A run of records
◆ ◆ ◆ ◆ ◆ ◆ ◆

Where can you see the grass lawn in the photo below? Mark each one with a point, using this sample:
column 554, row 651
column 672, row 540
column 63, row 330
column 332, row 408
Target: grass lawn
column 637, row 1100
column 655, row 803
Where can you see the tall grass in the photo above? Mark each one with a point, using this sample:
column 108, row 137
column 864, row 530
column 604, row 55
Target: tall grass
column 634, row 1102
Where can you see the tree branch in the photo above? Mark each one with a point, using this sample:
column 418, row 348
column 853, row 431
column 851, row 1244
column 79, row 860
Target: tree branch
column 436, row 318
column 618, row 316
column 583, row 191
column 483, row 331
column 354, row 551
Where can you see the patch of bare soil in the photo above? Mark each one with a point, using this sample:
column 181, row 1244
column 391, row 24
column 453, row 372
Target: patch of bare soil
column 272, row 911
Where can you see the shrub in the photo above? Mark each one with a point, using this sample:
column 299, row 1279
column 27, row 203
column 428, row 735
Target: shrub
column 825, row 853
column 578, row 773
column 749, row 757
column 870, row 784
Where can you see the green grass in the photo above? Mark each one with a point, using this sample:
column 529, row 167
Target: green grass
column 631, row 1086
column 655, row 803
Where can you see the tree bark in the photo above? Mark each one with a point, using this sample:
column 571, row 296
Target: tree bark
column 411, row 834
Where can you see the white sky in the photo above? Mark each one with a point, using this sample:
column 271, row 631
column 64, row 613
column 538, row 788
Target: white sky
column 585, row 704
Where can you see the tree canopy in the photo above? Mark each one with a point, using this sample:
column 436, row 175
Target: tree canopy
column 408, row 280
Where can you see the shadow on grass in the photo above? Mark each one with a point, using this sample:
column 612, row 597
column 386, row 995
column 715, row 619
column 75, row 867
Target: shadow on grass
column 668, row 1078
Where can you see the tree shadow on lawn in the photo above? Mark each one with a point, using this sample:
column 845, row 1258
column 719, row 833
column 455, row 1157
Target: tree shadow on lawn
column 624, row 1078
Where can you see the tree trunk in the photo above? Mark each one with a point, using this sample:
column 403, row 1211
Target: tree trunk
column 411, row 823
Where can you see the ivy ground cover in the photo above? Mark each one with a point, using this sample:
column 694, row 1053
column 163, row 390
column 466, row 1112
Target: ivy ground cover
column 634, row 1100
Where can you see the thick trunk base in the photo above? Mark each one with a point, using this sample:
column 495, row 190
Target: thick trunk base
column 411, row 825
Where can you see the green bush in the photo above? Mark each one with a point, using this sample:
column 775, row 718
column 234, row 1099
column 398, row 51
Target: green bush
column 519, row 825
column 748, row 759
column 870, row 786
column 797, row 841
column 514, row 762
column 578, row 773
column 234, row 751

◆ ◆ ◆ ◆ ◆ ◆ ◆

Task details
Can you print the lines above word for word, starting with the line that contains "Where can you see the green grass" and going on through the line that contains "column 624, row 1078"?

Output for this task
Where can you see the green grass in the photo above? Mark each one with a point, using this sample:
column 529, row 167
Target: green grass
column 631, row 1086
column 655, row 803
Where can you see the tree bark in the photo above? Mark each one with a point, using this sample:
column 571, row 296
Target: tree bark
column 411, row 834
Where can you see the white sky in the photo above? Mark each one with a point, using this sample:
column 271, row 631
column 64, row 613
column 538, row 788
Target: white sky
column 585, row 704
Where can you see the tree canopy in the photo above? Mark each one with a point, using this sample:
column 436, row 175
Target: tree canopy
column 408, row 280
Where can you see the shadow on grass in the photo above? Mark each one with a point, using this sample:
column 612, row 597
column 386, row 995
column 715, row 619
column 75, row 867
Target: shadow on grass
column 668, row 1078
Where can you see the tree shadow on lawn in the photo above? Mark each one with a point, using this sample:
column 845, row 1258
column 719, row 833
column 455, row 1157
Target: tree shadow on lawn
column 624, row 1078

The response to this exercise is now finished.